→ **課題 1**
透明容器の説明文によると、表面シート(100a)と裏面シート(100b)は何を介して連接されているか、答えなさい。
→ **課題 2**
次の(a)〜(c)の記述が透明容器の説明文の内容と合っているかどうかを判断し、それぞれ「はい」か「いいえ」で答えたうえで、根拠となる本文の語句をそのまま引用しなさい。
(a) 透明容器底差込み片(9b)は、透明容器底裏面(8b)の最下部に備えられている。
(b) 表面側部ハーフカット線(4a)と裏面側部ハーフカット線(4b)は、折り返し側端部(10)の近く以外には設けられない。
(c) 内容物を封入後、透明容器として組み立てた状態は図2に示されている。
→ **課題 3**
透明容器の説明文を、示されている最後の文の後から書き進めなさい。

→ **本文抜粋**
図1は本発明の透明容器に用いる透明プラスチックシートのブランクの一例を示している。この図1のシートブランクを表裏面シートが重なるように折り返して上端及び側端をシールした状態が図2に示したシール時の模式図であり、内容物を封入後透明容器として
組み立てた状態が図3に示されている。
【0026】
シートブランク(100)はそれぞれハーフカット線を介して連接された底部構成部分を備えた表面シート(100a)と裏面シート(100b)からなり、表面シート(100a)と裏面シート(100b)は折り返し側端部(10)の罫線を介して連接されている。折り返し側端部(10)の近くには折り返し側端部の線に略平行に表面側部ハーフカット線(4a)と裏面側部ハーフカット線(4b)が設けられており、表面シート(100a)とそれに連接する底部構成部分の境界となる表面底部ハーフカット線(4c)を介して、透明容器底差込み孔(9a)となる切り込みを備え最下部に谷折り罫線を介して連接された透明容器底表面フラップを備えた透明容器底表面(8a)が設けられている。
【0027】
さらに、裏面シート(100b)とそれに連接する底部構成部分の境界となる裏面底部ハーフカット線(4d)を介して、透明容器底差込み片(9b)を最下部に備えた透明容器底裏面(8b)が設けられている。
【0028】
表面側部ハーフカット線(4a)と裏面側部ハーフカット線(4b)は折り返し側端部(10)の近くに設けられているがこれらを設ける位置は表面シート(100a)と裏面シート(100b)のサイドシール予定区域の内側近くでも構わない。
【0029】
表面側部ハーフカット線(4a)には透明ファイルとして使用する段階で開きやすくするための表面切り欠き(7)となる形状が付加されているが、もちろんこの切り欠きは必要に応じて任意の形状で付ければよくなくても構わない。

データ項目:
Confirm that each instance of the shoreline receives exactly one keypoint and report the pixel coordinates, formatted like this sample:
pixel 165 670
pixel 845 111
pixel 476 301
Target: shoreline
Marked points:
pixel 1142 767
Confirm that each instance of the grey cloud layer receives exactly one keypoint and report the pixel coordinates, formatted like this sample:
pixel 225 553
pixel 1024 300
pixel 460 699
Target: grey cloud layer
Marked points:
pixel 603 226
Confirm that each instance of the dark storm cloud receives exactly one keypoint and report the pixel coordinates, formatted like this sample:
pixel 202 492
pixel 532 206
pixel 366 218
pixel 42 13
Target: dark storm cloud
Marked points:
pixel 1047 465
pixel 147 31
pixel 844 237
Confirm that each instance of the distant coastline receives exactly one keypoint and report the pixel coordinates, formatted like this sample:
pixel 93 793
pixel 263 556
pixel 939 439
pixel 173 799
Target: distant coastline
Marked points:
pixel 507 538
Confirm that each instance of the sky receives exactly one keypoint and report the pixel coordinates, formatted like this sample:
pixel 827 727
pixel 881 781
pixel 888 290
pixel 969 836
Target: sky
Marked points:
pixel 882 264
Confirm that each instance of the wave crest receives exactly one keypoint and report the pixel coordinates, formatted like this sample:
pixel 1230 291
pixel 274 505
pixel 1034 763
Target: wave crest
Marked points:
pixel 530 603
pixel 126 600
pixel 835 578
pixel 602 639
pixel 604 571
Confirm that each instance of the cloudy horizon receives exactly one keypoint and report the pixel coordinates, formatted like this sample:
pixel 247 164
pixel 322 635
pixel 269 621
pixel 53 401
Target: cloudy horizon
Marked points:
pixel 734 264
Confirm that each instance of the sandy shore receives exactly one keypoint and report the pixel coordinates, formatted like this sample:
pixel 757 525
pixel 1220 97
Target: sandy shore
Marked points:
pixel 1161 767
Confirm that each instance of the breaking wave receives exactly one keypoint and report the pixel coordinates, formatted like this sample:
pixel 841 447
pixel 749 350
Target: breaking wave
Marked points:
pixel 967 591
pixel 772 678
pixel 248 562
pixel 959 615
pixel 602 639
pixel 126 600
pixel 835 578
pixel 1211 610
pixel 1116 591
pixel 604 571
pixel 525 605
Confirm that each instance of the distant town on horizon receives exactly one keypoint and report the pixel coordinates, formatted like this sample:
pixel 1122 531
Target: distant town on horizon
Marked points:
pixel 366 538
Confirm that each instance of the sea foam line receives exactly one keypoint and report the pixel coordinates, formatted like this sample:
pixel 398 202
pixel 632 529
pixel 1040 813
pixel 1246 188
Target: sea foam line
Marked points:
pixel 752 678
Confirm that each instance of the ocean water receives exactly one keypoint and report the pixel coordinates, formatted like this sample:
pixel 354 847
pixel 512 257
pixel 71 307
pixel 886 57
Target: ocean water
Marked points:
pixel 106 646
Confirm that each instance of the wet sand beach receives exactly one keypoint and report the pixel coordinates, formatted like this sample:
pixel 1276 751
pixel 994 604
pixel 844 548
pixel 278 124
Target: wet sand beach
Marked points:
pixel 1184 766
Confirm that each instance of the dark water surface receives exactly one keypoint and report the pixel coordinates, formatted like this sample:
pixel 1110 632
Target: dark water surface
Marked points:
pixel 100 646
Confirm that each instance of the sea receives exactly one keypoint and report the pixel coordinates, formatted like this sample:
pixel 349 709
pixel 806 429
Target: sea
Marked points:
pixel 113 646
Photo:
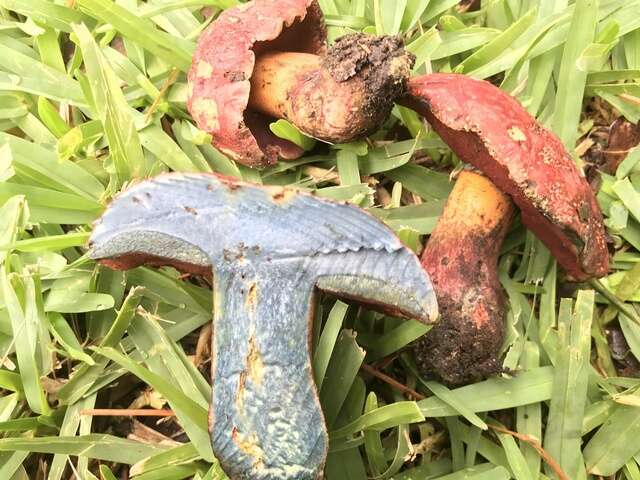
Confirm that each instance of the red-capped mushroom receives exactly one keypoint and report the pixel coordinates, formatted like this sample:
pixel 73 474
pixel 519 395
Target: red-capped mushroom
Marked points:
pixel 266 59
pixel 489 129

→ **最終結果 1**
折り返し側端部(10)の罫線を介して連接されている。

→ **最終結果 2**
(a) はい。「透明容器底差込み片(9b)を最下部に備えた透明容器底裏面(8b)が設けられている」
(b) いいえ。「これらを設ける位置は表面シート(100a)と裏面シート(100b)のサイドシール予定区域の内側近くでも構わない」
(c) いいえ。「内容物を封入後透明容器として組み立てた状態が図3に示されている」

→ **最終結果 3**
【0030】
このような透明容器シートブランクのハーフカット線はトムソン刃により形成することが好ましい。トムソン刃を用いてハーフカット線を設けると任意の形状とすることができ、切離した後の切断面が綺麗なので切断後のものを新たな形状を有するシート状物として有効に使用することができる。またトムソン刃を使うと射出成型により溝を設けた場合に比べて金型のイニシャルコストが格段に安くできる。またトムソン刃の場合は熱を必要としないので、特殊な機械を必要としない。
【0031】
本発明の透明容器のシートブランクに用いるプラスチックシートはその厚みが25μm〜2mmであることが好ましく、特に望ましくは50μm〜1mmである。プラスチックシートの材料としてはポリプロピレン(PP)樹脂、ポリ塩化ビニル(PVC)樹脂、ポリエチレン(PE)樹脂またはポリエチレンテレフタレート(PET)樹脂製のシートを用いることが好ましく、特にポリプロピレン(PP)樹脂が望ましい。
【0032】
図2には図1に示した透明プラスチックのシートブランクを折り返し側端部(10)を中心に表面シート(100a)を裏面シート(100b)の手前側に重ねた状態で上端部のトップシール部(5a)とサイドシール部(5b)の部分の表裏面シートをシールした内容物封入前の透明容器の模式図を示した。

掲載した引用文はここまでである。